● REQUIRED TASK:
Rewrite the listing from the line containing "the misty background" through the end as a CSV with the header text,answer. Make one row per answer, with the wording that leads up to it and the answer itself each in a single quoted field and every line break turned into a space.

● DATA IN THIS EXERCISE:
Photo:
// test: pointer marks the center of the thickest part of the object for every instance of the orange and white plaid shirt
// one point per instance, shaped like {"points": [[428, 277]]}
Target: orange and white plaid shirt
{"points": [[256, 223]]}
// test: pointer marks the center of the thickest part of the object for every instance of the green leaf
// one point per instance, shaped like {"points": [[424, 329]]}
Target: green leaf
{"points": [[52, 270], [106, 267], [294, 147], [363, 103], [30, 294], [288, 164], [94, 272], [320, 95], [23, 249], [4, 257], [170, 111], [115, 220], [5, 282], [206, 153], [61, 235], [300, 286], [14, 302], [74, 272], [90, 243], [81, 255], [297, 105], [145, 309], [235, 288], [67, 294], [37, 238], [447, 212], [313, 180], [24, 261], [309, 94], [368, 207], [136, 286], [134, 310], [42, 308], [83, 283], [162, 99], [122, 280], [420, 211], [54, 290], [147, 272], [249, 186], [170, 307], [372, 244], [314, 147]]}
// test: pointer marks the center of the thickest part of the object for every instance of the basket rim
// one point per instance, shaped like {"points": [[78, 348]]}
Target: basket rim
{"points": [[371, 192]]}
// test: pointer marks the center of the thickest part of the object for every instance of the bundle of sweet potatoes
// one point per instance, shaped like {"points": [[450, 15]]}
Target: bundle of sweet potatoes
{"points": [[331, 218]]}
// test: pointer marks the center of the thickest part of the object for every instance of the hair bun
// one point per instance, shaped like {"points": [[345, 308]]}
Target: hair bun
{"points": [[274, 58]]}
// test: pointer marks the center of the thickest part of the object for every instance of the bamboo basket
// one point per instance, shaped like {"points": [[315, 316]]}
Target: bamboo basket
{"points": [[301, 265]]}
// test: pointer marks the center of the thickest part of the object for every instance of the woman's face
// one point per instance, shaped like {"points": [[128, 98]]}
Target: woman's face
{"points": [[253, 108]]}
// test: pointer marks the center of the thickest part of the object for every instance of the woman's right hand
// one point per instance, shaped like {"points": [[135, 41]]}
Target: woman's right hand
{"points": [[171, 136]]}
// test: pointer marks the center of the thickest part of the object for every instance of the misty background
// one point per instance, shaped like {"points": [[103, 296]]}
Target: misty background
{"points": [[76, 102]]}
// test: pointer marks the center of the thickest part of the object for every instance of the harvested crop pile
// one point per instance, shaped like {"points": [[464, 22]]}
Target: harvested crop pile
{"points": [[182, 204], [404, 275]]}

● PROBLEM SOLUTION:
text,answer
"// test: pointer marks the center of the thickest part of the object for every instance of the misty background // one point per instance, shaped like {""points"": [[103, 296]]} Target: misty background","{""points"": [[76, 102]]}"
"// test: pointer marks the center of the thickest part of the object for every instance of the harvested crop pile // one point per instance, shaped like {""points"": [[464, 22]]} Target: harvested crop pile","{""points"": [[182, 204], [404, 275]]}"